> [Data records]:
•••
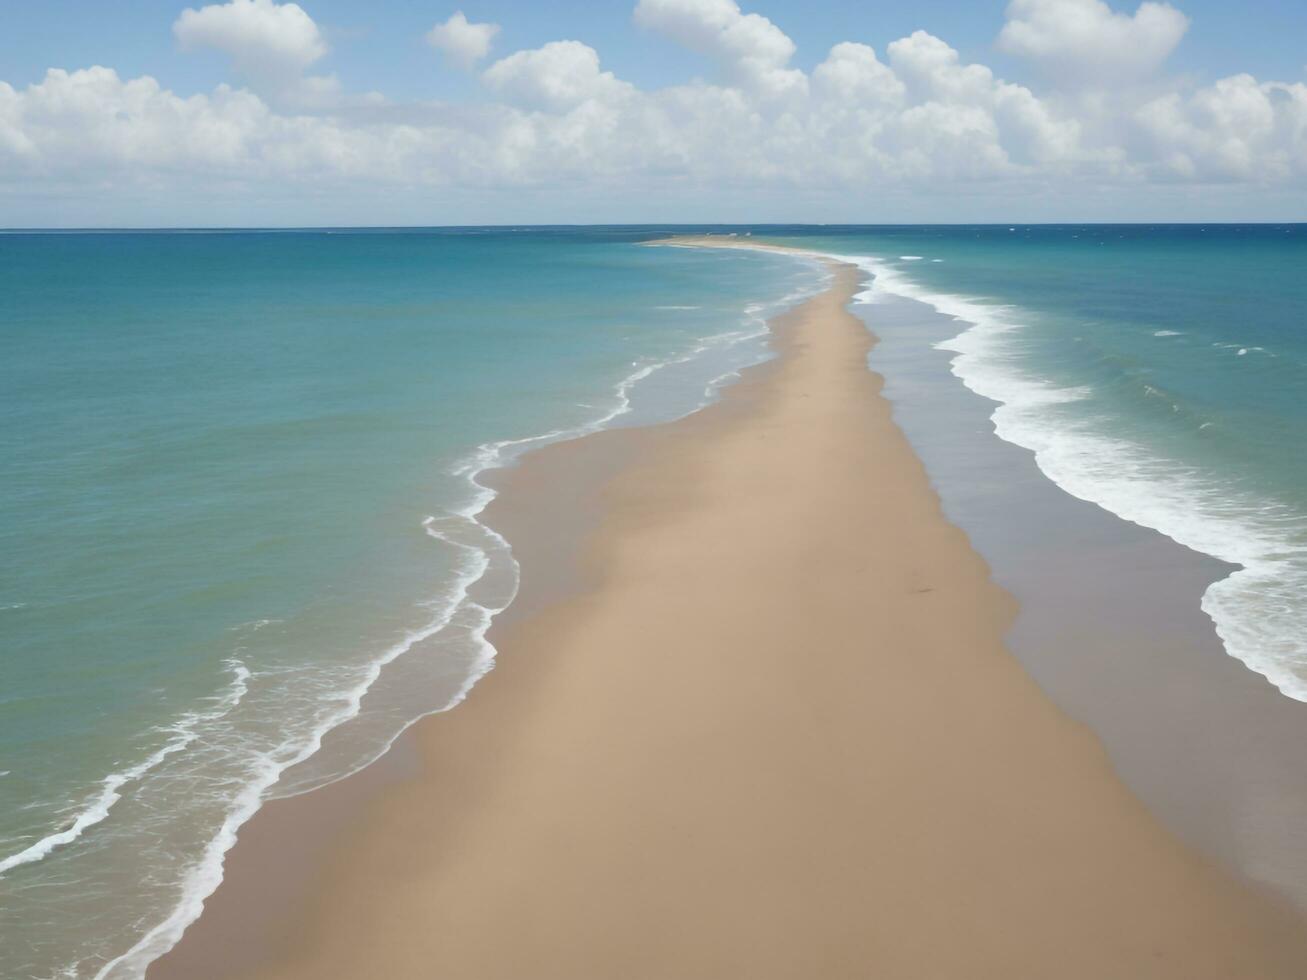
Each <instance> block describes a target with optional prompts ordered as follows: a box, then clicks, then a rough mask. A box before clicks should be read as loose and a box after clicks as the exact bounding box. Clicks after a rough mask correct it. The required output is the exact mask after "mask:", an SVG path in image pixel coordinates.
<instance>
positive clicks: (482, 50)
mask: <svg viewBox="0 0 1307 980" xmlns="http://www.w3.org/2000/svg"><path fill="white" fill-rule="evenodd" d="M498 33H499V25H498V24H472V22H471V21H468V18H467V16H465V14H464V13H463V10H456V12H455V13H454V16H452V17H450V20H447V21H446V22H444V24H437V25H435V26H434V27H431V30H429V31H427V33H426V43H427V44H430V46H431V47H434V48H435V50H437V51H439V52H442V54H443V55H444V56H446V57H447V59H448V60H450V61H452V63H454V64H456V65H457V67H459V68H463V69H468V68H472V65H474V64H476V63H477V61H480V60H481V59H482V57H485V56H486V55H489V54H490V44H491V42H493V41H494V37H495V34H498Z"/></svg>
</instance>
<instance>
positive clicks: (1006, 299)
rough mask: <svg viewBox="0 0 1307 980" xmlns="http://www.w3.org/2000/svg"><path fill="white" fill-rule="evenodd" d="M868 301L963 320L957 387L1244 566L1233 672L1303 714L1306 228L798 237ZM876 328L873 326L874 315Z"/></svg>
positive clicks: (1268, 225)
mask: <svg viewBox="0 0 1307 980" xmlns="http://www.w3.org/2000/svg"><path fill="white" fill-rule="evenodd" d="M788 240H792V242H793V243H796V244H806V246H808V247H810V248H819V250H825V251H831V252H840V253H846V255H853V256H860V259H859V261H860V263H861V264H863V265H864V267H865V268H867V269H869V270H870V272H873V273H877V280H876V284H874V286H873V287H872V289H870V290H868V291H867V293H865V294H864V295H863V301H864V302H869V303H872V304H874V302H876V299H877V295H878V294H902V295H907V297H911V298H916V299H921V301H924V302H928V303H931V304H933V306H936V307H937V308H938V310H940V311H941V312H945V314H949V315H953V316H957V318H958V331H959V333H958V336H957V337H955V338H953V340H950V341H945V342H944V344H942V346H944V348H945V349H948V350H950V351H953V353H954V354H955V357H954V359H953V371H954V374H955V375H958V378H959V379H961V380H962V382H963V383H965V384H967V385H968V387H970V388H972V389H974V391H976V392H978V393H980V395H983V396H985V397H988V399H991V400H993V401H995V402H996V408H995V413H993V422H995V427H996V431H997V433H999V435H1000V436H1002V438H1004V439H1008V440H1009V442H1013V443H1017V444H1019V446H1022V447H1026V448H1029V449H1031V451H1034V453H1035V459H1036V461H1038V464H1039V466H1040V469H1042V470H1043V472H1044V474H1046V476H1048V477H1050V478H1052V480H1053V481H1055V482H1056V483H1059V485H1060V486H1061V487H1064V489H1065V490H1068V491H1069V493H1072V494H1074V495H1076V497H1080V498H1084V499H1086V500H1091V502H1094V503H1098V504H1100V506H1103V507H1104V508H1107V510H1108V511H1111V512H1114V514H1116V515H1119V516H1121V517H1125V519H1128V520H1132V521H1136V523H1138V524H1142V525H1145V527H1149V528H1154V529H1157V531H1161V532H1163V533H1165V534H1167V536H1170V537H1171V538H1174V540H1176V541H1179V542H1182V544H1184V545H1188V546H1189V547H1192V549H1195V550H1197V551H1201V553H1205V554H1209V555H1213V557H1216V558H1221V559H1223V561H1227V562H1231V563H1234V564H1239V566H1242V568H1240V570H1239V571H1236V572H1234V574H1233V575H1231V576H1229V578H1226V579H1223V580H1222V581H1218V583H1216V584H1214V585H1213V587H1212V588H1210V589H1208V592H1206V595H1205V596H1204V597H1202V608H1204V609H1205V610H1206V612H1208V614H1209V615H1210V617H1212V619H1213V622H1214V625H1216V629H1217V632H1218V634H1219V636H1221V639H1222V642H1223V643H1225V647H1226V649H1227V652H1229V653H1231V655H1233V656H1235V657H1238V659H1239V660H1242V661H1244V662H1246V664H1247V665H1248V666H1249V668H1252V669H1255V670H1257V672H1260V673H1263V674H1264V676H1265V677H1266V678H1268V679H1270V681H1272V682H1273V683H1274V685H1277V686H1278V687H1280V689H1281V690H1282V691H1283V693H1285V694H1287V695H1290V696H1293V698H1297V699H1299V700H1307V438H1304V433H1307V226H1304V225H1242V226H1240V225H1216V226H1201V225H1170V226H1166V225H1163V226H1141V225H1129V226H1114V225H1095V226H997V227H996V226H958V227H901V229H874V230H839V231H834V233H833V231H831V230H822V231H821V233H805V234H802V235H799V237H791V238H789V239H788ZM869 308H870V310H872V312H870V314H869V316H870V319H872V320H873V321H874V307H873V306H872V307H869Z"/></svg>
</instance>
•••
> [Exercise]:
Reproduce every entry above character for character, leaving out the pictures.

> [Task answer]:
Each <instance> block describes a target with optional prompts ordered as follows: a box, then clicks, then a rough mask. A box before clicks should be read as loose and a box after clicks as the exact bounding box. Clicks after a rough mask correct it. The required output is the exact mask after "mask:", an SVG path in image pixel coordinates.
<instance>
positive clicks: (482, 50)
mask: <svg viewBox="0 0 1307 980" xmlns="http://www.w3.org/2000/svg"><path fill="white" fill-rule="evenodd" d="M498 33H499V25H498V24H472V22H471V21H468V18H467V16H465V14H464V13H463V10H456V12H455V13H454V16H452V17H450V20H447V21H446V22H444V24H437V25H435V26H434V27H431V30H429V31H427V33H426V43H427V44H430V46H431V47H434V48H435V50H437V51H439V52H442V54H443V55H444V56H446V57H447V59H448V60H450V61H452V63H454V64H456V65H457V67H459V68H463V69H468V68H472V65H474V64H476V63H477V61H480V60H481V59H482V57H485V56H486V55H489V54H490V44H491V42H493V41H494V37H495V34H498Z"/></svg>
</instance>
<instance>
positive clicks: (1006, 299)
rough mask: <svg viewBox="0 0 1307 980" xmlns="http://www.w3.org/2000/svg"><path fill="white" fill-rule="evenodd" d="M868 301L963 320L957 387L1244 566L1233 672L1303 714L1306 228L798 237ZM876 328L873 326L874 315Z"/></svg>
positive clicks: (1268, 225)
mask: <svg viewBox="0 0 1307 980" xmlns="http://www.w3.org/2000/svg"><path fill="white" fill-rule="evenodd" d="M788 240H792V242H793V243H796V244H806V246H808V247H810V248H819V250H825V251H831V252H840V253H846V255H853V256H860V259H859V261H860V263H861V264H863V265H864V267H865V268H867V269H869V270H870V272H873V273H877V280H876V284H874V286H873V287H872V289H870V290H868V291H867V293H865V294H864V295H863V301H864V302H869V303H872V304H874V302H876V299H877V295H878V294H902V295H907V297H911V298H916V299H921V301H924V302H928V303H931V304H933V306H936V307H937V308H938V310H940V311H941V312H945V314H949V315H953V316H957V318H958V331H959V333H958V336H957V337H955V338H953V340H950V341H945V342H944V344H942V346H944V348H945V349H948V350H950V351H953V353H954V354H955V357H954V359H953V371H954V374H955V375H958V378H959V379H961V380H962V382H963V383H965V384H967V385H968V387H970V388H972V389H974V391H976V392H978V393H980V395H983V396H985V397H988V399H991V400H993V401H995V402H996V408H995V413H993V422H995V427H996V431H997V433H999V435H1000V436H1002V438H1004V439H1008V440H1009V442H1013V443H1017V444H1019V446H1022V447H1026V448H1029V449H1031V451H1034V453H1035V459H1036V461H1038V464H1039V466H1040V469H1042V470H1043V472H1044V474H1046V476H1048V477H1050V478H1052V480H1053V481H1055V482H1056V483H1059V485H1060V486H1061V487H1064V489H1065V490H1068V491H1069V493H1072V494H1074V495H1076V497H1080V498H1084V499H1086V500H1091V502H1094V503H1098V504H1100V506H1103V507H1104V508H1107V510H1108V511H1111V512H1114V514H1116V515H1119V516H1121V517H1125V519H1128V520H1132V521H1136V523H1138V524H1142V525H1145V527H1149V528H1154V529H1157V531H1161V532H1163V533H1165V534H1167V536H1170V537H1171V538H1174V540H1176V541H1179V542H1182V544H1184V545H1188V546H1189V547H1192V549H1195V550H1197V551H1201V553H1205V554H1209V555H1213V557H1216V558H1221V559H1223V561H1227V562H1231V563H1234V564H1239V566H1242V568H1240V570H1239V571H1236V572H1234V574H1233V575H1231V576H1229V578H1226V579H1223V580H1222V581H1218V583H1216V584H1214V585H1213V587H1212V588H1210V589H1208V592H1206V595H1205V596H1204V597H1202V608H1204V609H1205V610H1206V612H1208V614H1209V615H1210V617H1212V619H1213V622H1214V625H1216V629H1217V632H1218V634H1219V636H1221V639H1222V642H1223V643H1225V647H1226V649H1227V652H1229V653H1231V655H1233V656H1235V657H1238V659H1239V660H1242V661H1244V662H1246V664H1247V665H1248V666H1249V668H1252V669H1255V670H1257V672H1260V673H1263V674H1264V676H1265V677H1266V678H1268V679H1270V681H1272V682H1273V683H1274V685H1277V686H1278V687H1280V689H1281V690H1282V691H1283V693H1285V694H1287V695H1290V696H1293V698H1297V699H1299V700H1307V438H1304V433H1307V226H1304V225H1242V226H1240V225H1216V226H1201V225H1170V226H1166V225H1163V226H1141V225H1129V226H1114V225H1095V226H997V227H996V226H958V227H901V229H874V230H839V231H834V233H833V231H831V230H822V231H821V233H805V234H802V235H799V237H791V238H789V239H788ZM869 308H870V310H872V312H870V314H869V316H870V319H872V320H873V321H874V307H873V306H872V307H869Z"/></svg>
</instance>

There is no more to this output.